#### Text excerpt:

######

Caught in China’s debt trap, Sri Lanka is pursuing a path of economic integration with its giant South Asian neighbour, India. Amit Agnihotri reports
Sri Lanka appears to have seen through China’s infamous debt-trap diplomacy and, in a course correction, is now seeking to integrate its economy with good old neighbour India.
For its part, India, which has a geographical advantage over China, is reaching out to its smaller ally to counter the Asian Dragon.
Over the past years, liberal loans from China have flowed into Sri Lanka, creating mega infrastructure projects which helped Beijing gain a foothold in the key Indian Ocean region. Colombo welcomed the Chinese funds with open arms in the hope of shoring up its economy, but within the island nation, questions were already being raised over Beijing’s role as a development partner, since no jobs were created for local people.
Member of Parliament Wijeydasa Rajapakshe accused China of economic invasion, corruption and debt-trap diplomacy, even writing to President Xi Jinping over the issue.
Now, there has been a marked shift in the stance of the Rajapaksa government, which has traditionally been soft towards China.
While Prime Minister Mahinda Rajapaksa chanted prayers for the Covid-hit Chinese people in 2020, his brother, President Gotabaya Rajapaksa, recently urged the Asian Dragon to restructure its debt.

######

#### Tasks and exercises:
1. In the article on Sri Lanka and China's debt trap, which member of Parliament wrote to President Xi Jinping?
2. Write the next few paragraphs of the article on Sri Lanka and China's debt trap, picking up after its final sentence.

######

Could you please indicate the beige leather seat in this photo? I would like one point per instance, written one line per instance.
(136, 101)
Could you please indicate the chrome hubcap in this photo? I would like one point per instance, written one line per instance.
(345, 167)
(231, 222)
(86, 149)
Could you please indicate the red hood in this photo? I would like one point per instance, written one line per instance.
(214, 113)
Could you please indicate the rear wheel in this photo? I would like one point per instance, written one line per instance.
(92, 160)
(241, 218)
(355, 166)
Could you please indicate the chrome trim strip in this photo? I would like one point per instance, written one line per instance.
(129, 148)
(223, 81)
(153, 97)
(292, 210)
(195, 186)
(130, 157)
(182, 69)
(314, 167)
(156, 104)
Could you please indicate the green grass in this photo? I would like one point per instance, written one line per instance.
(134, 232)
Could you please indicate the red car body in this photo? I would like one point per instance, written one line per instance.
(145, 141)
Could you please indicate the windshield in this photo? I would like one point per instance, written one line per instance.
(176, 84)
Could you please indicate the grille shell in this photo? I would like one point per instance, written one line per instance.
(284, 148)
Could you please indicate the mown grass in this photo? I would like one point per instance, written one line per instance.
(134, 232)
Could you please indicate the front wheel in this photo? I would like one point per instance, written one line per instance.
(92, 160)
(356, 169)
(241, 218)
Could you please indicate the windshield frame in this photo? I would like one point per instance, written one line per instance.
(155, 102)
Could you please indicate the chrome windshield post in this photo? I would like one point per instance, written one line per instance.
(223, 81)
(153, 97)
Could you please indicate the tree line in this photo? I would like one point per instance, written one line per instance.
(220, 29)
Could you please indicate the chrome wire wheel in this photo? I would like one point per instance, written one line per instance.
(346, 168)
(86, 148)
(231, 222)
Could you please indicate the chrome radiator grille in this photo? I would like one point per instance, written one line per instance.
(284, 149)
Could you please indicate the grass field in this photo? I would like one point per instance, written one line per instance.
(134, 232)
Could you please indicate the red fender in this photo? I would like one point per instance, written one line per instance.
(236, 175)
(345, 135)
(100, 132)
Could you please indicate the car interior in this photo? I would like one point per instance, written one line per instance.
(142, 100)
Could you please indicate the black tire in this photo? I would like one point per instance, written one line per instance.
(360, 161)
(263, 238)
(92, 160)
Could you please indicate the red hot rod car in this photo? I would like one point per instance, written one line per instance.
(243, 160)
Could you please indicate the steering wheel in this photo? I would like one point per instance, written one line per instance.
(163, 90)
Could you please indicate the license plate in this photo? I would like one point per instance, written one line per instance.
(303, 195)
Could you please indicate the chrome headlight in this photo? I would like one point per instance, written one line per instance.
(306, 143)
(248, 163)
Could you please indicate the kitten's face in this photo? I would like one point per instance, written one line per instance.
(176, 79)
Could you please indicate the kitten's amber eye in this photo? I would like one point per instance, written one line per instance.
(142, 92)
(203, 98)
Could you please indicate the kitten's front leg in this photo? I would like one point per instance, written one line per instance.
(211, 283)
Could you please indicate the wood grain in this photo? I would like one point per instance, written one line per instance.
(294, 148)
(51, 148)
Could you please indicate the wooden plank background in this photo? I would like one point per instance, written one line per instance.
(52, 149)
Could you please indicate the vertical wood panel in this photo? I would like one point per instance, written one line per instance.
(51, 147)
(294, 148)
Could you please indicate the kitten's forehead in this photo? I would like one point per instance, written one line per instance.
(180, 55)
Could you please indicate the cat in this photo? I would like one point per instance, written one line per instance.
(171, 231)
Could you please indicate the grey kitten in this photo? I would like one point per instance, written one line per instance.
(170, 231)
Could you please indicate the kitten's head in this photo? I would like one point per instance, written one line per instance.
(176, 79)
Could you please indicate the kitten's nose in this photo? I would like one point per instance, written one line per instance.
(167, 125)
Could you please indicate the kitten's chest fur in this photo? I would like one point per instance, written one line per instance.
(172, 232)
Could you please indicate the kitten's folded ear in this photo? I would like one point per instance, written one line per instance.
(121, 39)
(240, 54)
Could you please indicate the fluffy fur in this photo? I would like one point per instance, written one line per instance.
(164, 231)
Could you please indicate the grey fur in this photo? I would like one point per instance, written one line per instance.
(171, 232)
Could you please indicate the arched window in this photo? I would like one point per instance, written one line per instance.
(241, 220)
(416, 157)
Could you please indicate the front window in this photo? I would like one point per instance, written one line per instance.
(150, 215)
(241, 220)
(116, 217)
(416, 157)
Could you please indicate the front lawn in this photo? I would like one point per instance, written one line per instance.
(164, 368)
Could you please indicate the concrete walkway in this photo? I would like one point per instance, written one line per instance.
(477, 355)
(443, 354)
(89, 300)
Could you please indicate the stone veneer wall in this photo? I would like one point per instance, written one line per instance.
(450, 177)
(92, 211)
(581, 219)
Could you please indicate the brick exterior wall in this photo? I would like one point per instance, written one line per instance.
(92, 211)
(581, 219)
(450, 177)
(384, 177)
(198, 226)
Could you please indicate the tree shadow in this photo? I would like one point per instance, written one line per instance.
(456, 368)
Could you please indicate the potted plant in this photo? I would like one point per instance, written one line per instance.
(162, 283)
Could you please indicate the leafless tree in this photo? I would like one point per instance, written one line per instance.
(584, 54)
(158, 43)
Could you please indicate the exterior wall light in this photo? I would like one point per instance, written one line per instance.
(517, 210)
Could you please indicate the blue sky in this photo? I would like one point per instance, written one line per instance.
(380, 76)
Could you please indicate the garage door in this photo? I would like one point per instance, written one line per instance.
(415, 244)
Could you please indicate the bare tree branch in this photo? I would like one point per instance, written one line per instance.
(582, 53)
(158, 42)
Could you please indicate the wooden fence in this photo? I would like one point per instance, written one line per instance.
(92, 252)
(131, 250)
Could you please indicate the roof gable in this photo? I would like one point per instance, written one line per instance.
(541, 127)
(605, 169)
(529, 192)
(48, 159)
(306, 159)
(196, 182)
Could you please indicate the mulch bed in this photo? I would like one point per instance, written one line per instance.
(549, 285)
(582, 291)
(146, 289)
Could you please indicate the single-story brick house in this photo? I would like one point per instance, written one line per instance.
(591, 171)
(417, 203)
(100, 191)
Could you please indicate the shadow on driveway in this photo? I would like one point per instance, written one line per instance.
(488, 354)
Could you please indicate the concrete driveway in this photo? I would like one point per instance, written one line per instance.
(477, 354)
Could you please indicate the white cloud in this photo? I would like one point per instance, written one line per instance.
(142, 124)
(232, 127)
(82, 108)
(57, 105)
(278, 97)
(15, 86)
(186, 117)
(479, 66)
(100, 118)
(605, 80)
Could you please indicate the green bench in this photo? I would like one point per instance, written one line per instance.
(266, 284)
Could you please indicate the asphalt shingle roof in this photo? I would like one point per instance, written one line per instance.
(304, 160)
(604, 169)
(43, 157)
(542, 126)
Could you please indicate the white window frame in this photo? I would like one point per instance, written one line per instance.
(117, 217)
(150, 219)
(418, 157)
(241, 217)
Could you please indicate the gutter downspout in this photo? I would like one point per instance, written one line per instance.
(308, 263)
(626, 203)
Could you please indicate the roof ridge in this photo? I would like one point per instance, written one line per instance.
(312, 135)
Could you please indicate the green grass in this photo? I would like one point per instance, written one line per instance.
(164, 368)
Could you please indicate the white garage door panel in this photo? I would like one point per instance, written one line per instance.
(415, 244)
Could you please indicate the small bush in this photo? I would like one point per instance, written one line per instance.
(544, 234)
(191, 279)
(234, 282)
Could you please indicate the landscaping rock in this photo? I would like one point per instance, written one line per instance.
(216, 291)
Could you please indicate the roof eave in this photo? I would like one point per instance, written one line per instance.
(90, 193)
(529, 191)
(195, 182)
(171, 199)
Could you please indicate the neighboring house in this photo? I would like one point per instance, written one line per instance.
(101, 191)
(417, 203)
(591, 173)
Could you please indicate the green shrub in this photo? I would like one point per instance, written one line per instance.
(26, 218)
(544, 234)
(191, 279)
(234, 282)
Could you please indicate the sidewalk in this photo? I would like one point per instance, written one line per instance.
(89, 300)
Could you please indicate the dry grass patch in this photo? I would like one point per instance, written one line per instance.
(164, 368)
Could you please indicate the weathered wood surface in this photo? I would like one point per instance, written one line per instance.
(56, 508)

######

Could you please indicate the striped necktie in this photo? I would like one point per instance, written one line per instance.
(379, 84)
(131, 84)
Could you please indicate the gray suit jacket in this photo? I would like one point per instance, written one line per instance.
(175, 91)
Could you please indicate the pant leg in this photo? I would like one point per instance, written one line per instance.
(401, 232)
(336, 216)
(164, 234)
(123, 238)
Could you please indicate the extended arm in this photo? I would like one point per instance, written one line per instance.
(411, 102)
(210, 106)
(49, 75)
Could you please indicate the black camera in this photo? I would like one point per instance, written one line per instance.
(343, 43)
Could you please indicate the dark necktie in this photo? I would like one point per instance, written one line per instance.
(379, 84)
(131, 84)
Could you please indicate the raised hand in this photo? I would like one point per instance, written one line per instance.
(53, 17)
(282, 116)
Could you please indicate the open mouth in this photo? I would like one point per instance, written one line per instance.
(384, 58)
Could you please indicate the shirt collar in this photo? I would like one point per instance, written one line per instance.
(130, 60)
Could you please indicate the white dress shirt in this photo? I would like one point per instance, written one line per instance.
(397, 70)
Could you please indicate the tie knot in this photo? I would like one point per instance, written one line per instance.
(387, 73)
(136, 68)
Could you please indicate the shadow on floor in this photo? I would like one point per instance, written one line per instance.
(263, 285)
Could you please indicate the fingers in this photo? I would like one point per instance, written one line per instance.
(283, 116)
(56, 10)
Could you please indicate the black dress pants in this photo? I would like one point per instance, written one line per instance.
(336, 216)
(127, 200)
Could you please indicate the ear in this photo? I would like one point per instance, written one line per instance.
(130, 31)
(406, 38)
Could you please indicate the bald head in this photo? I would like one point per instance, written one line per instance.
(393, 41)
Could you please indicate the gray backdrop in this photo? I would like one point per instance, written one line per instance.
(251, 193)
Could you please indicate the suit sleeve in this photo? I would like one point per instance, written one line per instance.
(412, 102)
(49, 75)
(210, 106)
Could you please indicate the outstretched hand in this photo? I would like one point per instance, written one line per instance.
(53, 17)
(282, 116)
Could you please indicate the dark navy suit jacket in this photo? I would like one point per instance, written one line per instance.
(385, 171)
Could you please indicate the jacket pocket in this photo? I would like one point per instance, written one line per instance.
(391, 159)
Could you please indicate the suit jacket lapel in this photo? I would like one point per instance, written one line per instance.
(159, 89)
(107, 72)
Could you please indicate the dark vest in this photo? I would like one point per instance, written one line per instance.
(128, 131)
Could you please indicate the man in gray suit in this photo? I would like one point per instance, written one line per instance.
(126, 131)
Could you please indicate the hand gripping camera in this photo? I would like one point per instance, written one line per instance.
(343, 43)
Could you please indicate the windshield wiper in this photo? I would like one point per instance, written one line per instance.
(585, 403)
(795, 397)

######

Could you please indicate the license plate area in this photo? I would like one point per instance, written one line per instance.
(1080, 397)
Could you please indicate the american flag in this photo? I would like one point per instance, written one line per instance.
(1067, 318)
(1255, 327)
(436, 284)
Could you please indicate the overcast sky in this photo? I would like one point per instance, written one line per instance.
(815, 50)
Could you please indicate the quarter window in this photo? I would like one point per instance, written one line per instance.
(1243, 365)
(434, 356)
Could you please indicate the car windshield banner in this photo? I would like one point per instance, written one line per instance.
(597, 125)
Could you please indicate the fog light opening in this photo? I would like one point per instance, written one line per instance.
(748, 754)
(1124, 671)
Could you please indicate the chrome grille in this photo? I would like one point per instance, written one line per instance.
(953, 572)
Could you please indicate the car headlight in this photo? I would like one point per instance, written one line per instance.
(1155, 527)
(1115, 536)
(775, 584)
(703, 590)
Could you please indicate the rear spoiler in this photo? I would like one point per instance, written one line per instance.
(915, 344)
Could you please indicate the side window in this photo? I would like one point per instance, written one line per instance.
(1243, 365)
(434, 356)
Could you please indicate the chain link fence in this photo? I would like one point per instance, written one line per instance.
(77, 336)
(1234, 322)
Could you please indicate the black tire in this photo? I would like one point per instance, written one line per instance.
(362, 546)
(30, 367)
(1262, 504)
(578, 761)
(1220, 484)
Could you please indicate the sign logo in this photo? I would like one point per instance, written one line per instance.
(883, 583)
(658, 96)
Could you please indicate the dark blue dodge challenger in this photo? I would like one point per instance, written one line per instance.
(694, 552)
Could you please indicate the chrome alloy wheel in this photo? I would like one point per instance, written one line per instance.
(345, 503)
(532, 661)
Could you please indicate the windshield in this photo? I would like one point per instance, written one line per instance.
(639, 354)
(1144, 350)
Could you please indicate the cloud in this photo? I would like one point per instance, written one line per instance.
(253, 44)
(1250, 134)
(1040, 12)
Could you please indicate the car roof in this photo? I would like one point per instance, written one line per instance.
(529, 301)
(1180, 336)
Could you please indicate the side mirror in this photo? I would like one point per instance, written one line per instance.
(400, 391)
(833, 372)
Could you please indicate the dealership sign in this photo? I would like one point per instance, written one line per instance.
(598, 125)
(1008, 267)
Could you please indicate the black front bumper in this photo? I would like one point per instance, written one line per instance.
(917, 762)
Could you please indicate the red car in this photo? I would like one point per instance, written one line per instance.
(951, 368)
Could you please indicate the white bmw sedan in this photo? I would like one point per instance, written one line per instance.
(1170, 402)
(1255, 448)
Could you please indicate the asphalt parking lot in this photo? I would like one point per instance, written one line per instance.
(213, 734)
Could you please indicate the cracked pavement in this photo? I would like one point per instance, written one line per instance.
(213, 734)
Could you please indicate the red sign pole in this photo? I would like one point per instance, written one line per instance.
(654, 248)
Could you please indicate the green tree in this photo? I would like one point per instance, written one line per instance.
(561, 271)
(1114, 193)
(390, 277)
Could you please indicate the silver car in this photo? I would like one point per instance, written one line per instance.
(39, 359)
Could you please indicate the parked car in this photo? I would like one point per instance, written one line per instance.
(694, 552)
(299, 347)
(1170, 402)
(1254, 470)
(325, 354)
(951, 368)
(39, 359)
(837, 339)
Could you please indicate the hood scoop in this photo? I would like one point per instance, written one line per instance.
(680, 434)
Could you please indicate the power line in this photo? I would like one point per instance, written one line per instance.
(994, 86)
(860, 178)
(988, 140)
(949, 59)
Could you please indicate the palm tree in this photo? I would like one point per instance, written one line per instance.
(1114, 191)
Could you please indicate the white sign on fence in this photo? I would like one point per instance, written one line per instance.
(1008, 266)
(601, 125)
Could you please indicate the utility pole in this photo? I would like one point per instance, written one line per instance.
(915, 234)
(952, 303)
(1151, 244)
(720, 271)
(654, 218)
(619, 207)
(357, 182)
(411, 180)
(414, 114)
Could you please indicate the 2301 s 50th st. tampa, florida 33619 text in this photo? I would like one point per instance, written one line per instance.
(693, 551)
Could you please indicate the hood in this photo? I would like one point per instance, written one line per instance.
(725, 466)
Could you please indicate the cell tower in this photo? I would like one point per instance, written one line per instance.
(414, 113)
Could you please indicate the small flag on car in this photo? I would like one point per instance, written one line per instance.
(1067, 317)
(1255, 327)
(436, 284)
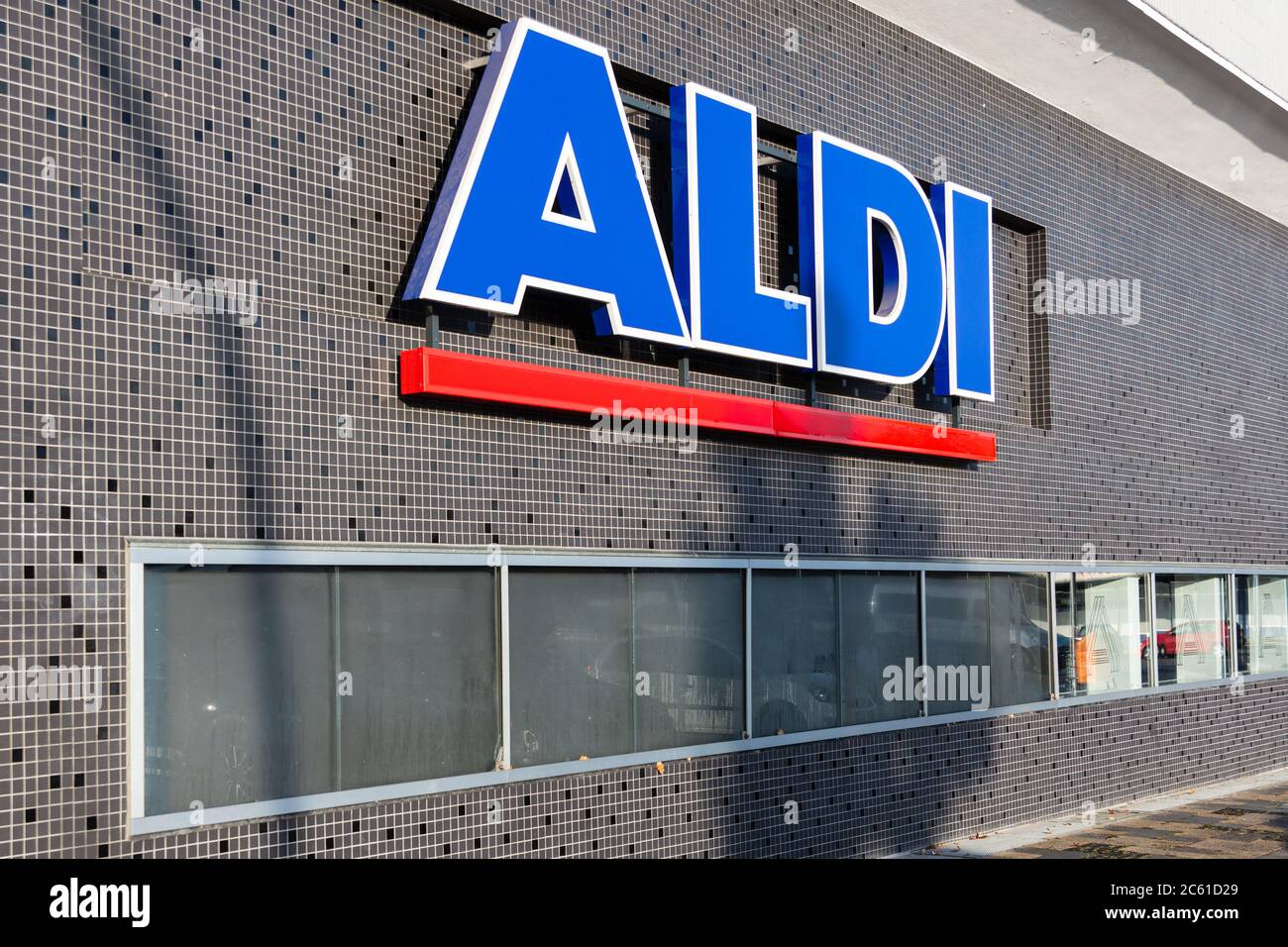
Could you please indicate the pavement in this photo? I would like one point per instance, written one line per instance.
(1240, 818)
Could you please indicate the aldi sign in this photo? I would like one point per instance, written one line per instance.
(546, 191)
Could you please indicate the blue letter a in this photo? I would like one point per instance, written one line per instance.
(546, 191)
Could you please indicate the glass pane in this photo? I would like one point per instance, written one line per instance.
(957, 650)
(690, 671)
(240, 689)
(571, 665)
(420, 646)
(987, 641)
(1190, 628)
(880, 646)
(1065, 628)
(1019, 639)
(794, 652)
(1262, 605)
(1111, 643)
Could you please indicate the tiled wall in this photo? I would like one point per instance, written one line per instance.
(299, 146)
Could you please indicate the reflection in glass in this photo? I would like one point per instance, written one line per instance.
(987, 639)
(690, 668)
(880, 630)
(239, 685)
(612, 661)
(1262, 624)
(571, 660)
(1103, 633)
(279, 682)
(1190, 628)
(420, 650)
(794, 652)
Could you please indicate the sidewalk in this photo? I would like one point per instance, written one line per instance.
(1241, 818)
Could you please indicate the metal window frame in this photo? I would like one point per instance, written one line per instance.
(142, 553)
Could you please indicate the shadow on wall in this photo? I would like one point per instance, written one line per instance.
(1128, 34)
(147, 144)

######

#### Task responses:
1. Wijeydasa Rajapakshe

2.
The disquiet in Sri Lanka is closely linked to its economy, which has gone from bad to worse over the past few years. The pandemic hammered the island nation’s tourism sector, the key foreign exchange earner, and pushed the government into a state of crisis.
Then, in September last year, the economy was further hit when excessive printing of currency notes decreased the value of the Sri Lankan rupee, leading to a rise in the price of food items and creating an energy crisis.
By the end of November, the foreign exchange reserves were reduced to $1.5 billion, barely enough to meet the country’s import bill for 30 days.
At a time when the Rajapaksa government was struggling to boost a sagging economy, it was forced to bar a consignment of 20,000 tons of cheap quality organic fertilisers from China, further compounding the foreign exchange crisis.
Enter India, which quickly helped Sri Lanka with 1 lakh kg of Nitrogen based fertiliser to deal with the situation.
Besides fertilisers, Sri Lanka depends on imports for automobiles, cosmetics and milk powder. It has an external debt of around $4.5 billion this year, including $3.5 billion to China, which has emerged as its largest bilateral lender after the Asian Development Bank and Japan.
The island nation’s precarious financial condition prompted international credit rating agencies like Fitch and Standard and Poor to warn that the Rajapaksa government was about to default on its debt repayments.
When, on hearing this, Chinese Foreign Minister Wang Yi rushed to Colombo, President Gotabaya Rajapaksa requested him to restructure Sri Lanka’s debt.
However, Beijing remained notably silent over the issue. This forced Colombo to contact New Delhi, which moved in quickly and offered a $900 million instant loan and a $1.5 billion line of credit.
Recently, New Delhi also bagged a contract to jointly redevelop around 75 oil tanks in Trincomalee and was able to stall a Chinese solar power project on three small islands off Jaffna coast.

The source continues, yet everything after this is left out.